__AIM OF THE EXERCISE__: Write out the material below again, unchanged.

__EXTRACTED ENTRIES__:
★ ★ ★ ★ ★

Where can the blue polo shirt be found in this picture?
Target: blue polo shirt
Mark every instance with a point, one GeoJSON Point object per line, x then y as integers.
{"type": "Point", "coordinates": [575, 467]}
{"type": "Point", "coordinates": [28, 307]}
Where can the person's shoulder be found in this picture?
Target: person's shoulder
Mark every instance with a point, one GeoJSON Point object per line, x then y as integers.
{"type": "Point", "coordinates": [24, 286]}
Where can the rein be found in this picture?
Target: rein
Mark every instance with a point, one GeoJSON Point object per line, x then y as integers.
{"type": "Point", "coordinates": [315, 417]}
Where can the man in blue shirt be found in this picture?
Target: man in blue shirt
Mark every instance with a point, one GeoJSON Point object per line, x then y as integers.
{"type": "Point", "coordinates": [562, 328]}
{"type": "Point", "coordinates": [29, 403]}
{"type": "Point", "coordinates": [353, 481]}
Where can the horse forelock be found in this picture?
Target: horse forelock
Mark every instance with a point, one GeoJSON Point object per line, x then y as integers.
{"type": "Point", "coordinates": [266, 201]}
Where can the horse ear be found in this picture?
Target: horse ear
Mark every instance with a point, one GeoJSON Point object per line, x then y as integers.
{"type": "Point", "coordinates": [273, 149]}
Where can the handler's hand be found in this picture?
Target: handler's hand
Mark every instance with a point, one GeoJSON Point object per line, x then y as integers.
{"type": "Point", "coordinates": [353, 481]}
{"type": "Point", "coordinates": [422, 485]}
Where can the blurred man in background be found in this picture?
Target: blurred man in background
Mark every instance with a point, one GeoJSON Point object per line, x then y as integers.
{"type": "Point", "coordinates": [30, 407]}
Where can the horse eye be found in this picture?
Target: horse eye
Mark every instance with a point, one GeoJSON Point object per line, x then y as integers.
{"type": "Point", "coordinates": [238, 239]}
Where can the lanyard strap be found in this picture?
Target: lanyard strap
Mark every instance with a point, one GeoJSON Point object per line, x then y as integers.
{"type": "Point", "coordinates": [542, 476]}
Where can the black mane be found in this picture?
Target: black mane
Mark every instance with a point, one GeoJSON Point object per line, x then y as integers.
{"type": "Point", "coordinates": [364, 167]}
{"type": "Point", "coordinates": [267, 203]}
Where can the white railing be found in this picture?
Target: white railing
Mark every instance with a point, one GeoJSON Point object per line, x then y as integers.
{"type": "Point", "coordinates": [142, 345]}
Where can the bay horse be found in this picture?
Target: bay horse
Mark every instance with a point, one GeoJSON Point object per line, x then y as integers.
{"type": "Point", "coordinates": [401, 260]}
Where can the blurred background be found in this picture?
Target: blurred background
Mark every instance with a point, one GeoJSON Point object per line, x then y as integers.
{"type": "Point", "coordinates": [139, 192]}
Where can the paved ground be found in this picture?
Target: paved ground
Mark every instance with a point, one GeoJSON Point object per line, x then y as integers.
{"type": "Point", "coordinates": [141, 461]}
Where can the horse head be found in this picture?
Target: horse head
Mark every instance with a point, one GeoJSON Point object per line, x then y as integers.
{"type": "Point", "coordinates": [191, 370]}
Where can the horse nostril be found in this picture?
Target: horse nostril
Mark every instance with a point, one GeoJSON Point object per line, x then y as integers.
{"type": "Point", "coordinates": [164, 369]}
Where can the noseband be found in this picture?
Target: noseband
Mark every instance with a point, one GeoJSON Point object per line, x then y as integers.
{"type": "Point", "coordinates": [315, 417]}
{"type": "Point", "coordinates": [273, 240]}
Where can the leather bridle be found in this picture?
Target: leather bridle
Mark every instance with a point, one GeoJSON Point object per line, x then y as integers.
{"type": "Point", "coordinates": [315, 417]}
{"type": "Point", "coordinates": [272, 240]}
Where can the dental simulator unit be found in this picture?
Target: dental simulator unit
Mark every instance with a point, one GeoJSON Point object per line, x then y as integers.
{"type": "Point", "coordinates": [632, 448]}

★ ★ ★ ★ ★

__FINAL ANSWER__:
Where can the blue polo shirt be found in this picture?
Target: blue polo shirt
Mark every instance with a point, one GeoJSON Point object per line, x then y as integers.
{"type": "Point", "coordinates": [575, 467]}
{"type": "Point", "coordinates": [28, 307]}
Where can the person's shoulder be found in this picture?
Target: person's shoulder
Mark every instance with a point, one GeoJSON Point object per line, x then y as integers.
{"type": "Point", "coordinates": [24, 286]}
Where can the rein be found in this picture?
Target: rein
Mark every instance with a point, one GeoJSON Point object per line, x then y as integers.
{"type": "Point", "coordinates": [315, 417]}
Where can the man in blue shirt be found in this picture?
Target: man in blue shirt
Mark every instance with a point, one GeoJSON Point object per line, x then y as integers.
{"type": "Point", "coordinates": [562, 328]}
{"type": "Point", "coordinates": [29, 403]}
{"type": "Point", "coordinates": [353, 481]}
Where can the horse forelock be found in this picture?
Target: horse forelock
Mark every instance with a point, one GeoJSON Point object per line, x then y as integers.
{"type": "Point", "coordinates": [266, 201]}
Where can the horse ear be found in this picture?
Target: horse ear
Mark every instance with a point, one GeoJSON Point object per line, x then y as integers.
{"type": "Point", "coordinates": [273, 149]}
Where can the handler's hand be found in this picture?
Target: handler's hand
Mark every instance with a point, one GeoJSON Point object per line, x then y as integers.
{"type": "Point", "coordinates": [353, 481]}
{"type": "Point", "coordinates": [422, 485]}
Where can the blurred man in background be found in this picture?
Target: blurred man in background
Mark every instance with a point, one GeoJSON Point object per line, x then y as integers.
{"type": "Point", "coordinates": [30, 407]}
Where can the horse eye be found in this picture?
Target: horse eye
Mark every instance with a point, one GeoJSON Point object per line, x then y as integers.
{"type": "Point", "coordinates": [238, 239]}
Where can the lanyard strap be found in this picture?
Target: lanyard strap
Mark every instance with a point, one GeoJSON Point object per line, x then y as integers.
{"type": "Point", "coordinates": [542, 476]}
Where can the black mane be found in this picture?
Target: black mane
Mark every instance with a point, one GeoJSON Point object per line, x then y as integers.
{"type": "Point", "coordinates": [364, 167]}
{"type": "Point", "coordinates": [267, 203]}
Where can the white railing be found in this picture?
Target: white railing
Mark every instance with a point, one GeoJSON Point object per line, x then y as integers.
{"type": "Point", "coordinates": [142, 345]}
Where can the bay horse be found in this picture?
Target: bay horse
Mark every instance with a point, one GeoJSON Point object per line, x then y as integers.
{"type": "Point", "coordinates": [401, 260]}
Where can the blurred background be found in this picture?
Target: blurred background
Mark every instance with a point, one GeoJSON Point object per line, x then y as integers.
{"type": "Point", "coordinates": [139, 192]}
Where can the paved ground be found in this picture?
Target: paved ground
Mark every instance with a point, one GeoJSON Point object per line, x then y as integers.
{"type": "Point", "coordinates": [141, 461]}
Where can the horse head be found in this picture?
Target: horse head
Mark every instance with a point, one GeoJSON Point object per line, x then y as integers.
{"type": "Point", "coordinates": [191, 370]}
Where can the horse nostril be found in this picture?
Target: horse nostril
Mark every instance with a point, one GeoJSON Point object per line, x then y as integers.
{"type": "Point", "coordinates": [164, 369]}
Where can the noseband be found in this picture?
Target: noseband
Mark every instance with a point, one GeoJSON Point object per line, x then y as integers.
{"type": "Point", "coordinates": [315, 417]}
{"type": "Point", "coordinates": [273, 240]}
Where can the leather bridle be found in this picture?
Target: leather bridle
Mark every instance with a point, one GeoJSON Point object per line, x then y as integers.
{"type": "Point", "coordinates": [315, 417]}
{"type": "Point", "coordinates": [272, 240]}
Where can the dental simulator unit be found in this picture?
Target: dental simulator unit
Mark every instance with a point, one GeoJSON Point object per line, x then y as integers.
{"type": "Point", "coordinates": [632, 448]}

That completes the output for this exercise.